JAIME FERNÁNDEZ
El 7 de mayo de
1945 el diario de Oslo Aftenposten publicó una nota
necrológica dedicada a Hitler, quien se había suicidado en el búnker de la
Cancillería de Berlín siete días antes. La nota contrastaba con el júbilo
generalizado con el que se acogió la noticia de la muerte del tirano. Parecía
escrita por alguien que se hallaba muy lejos de la realidad, fuera de órbita,
encerrado en una burbuja opaca, y desde la óptica del mundo al revés.
Su autor decía que no era digno de pronunciar en voz alta el nombre del
difunto y que ni su vida ni sus actos ofrecían ocasión alguna “para el
sentimentalismo”. “Fue un guerrero, un guerrero por la humanidad y un profeta
del evangelio de la justicia para todas las naciones. Ha sido su destino vivir
una época de barbarie sin precedentes que al final ha acabado con él”. La nota
estaba firmada por el escritor y Premio Nobel de Literatura en 1920, Knut
Hamsun, por entonces un anciano de ochenta y cinco años.

• **Datos sin procesar**:
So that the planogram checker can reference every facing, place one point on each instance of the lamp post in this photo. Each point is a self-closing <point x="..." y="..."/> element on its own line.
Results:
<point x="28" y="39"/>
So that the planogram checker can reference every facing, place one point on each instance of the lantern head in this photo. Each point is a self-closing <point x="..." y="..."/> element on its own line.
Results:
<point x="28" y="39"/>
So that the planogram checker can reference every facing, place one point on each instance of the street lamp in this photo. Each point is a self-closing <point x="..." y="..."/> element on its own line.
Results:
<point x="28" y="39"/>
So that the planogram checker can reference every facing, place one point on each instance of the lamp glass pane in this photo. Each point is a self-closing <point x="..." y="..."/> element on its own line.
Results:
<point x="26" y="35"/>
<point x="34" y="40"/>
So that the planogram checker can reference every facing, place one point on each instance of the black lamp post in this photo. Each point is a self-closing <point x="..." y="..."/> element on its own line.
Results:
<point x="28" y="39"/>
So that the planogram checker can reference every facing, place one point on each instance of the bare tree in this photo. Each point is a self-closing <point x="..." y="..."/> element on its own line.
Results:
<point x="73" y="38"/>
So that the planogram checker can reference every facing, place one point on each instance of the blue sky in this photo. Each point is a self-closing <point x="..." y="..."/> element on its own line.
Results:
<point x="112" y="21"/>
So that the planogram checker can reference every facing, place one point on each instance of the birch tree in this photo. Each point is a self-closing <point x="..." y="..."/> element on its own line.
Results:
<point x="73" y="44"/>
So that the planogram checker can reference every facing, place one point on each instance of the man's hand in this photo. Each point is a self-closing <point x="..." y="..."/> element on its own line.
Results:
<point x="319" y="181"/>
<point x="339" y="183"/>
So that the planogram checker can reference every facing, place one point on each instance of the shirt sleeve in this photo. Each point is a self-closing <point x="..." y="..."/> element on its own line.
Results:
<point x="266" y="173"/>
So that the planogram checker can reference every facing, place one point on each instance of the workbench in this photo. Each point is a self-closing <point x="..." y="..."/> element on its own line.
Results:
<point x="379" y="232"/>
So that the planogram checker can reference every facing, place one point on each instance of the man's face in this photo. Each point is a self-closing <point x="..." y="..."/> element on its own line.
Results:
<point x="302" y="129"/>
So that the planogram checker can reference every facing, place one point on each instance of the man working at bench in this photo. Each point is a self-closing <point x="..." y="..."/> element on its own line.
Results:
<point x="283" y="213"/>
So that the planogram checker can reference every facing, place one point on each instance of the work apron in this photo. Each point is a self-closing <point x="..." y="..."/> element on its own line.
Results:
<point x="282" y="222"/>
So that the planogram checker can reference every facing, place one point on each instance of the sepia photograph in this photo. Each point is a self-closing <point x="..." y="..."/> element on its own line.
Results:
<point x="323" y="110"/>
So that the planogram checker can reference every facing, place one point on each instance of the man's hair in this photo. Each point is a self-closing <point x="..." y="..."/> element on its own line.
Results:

• **Requisitos de tareas**:
1) Cambie "planogram checker" por "shelf auditor" en los registros, desde la línea que contiene "the man working" hasta el final de los registros, ambos extremos incluidos, y reproduzca ese tramo sin ninguna otra modificación.
2) Continúe el texto sobre la nota necrológica que Knut Hamsun dedicó a Hitler, a partir de su última frase.
Los registros no guardan relación alguna con el texto.

• **Lista de respuestas**:
1)
So that the shelf auditor can reference every facing, place one point on each instance of the man working at bench in this photo. Each point is a self-closing <point x="..." y="..."/> element on its own line.
Results:
<point x="283" y="213"/>
So that the shelf auditor can reference every facing, place one point on each instance of the work apron in this photo. Each point is a self-closing <point x="..." y="..."/> element on its own line.
Results:
<point x="282" y="222"/>
So that the shelf auditor can reference every facing, place one point on each instance of the sepia photograph in this photo. Each point is a self-closing <point x="..." y="..."/> element on its own line.
Results:
<point x="323" y="110"/>
So that the shelf auditor can reference every facing, place one point on each instance of the man's hair in this photo. Each point is a self-closing <point x="..." y="..."/> element on its own line.
Results:

2)
Al día siguiente
de publicarse el obituario, los sucesores de Hitler en Berlín se rendían
incondicionalmente y el 9 de mayo el gobierno de Noruega, títere de la Alemania
nazi que ocupaba el país desde abril de 1940, se entregó a la policía. Juzgado
y condenado a muerte, su presidente Vidkun Quisling fue ejecutado el 24 de
octubre. Durante la Segunda Guerra Mundial su apellido fue sinónimo de traidor.
La necrológica de
Hamsun no era ninguna sorpresa. Desde los años treinta venía expresando sus
simpatías hacia los regímenes fascistas. Ya siendo joven, antes de que naciera
Hitler (en 1889), comulgaba con las ideas racistas que ensalzaban la
superioridad de los blancos, abogaba por la hermandad de los alemanes con los
pueblos nórdicos y no dejaba de manifestar su odio a Gran Bretaña, a cuyo
imperio acusaba de crueldad y codicia. Era partidario de la “pureza racial” y
de devolver a la mujer su papel de ama de casa y madre.
Su biógrafo
Robert Ferguson señala que en 1894, con treinta y cuatro años, había alabado la
dictadura frente a la democracia parlamentaria, ensalzando la figura del
“solitario independiente y aristocrático”. Un año después reiteraba en el drama Ved
rigets port su fe en “el líder nato, el déspota natural, el gran
comandante, aquel que no es elegido sino que se elige a sí mismo para imponer
su dominio a las hordas de la tierra”. Además, decía tener esperanza en la
“nueva venida del Gran Terrorista, la Fuerza Vital, el César”.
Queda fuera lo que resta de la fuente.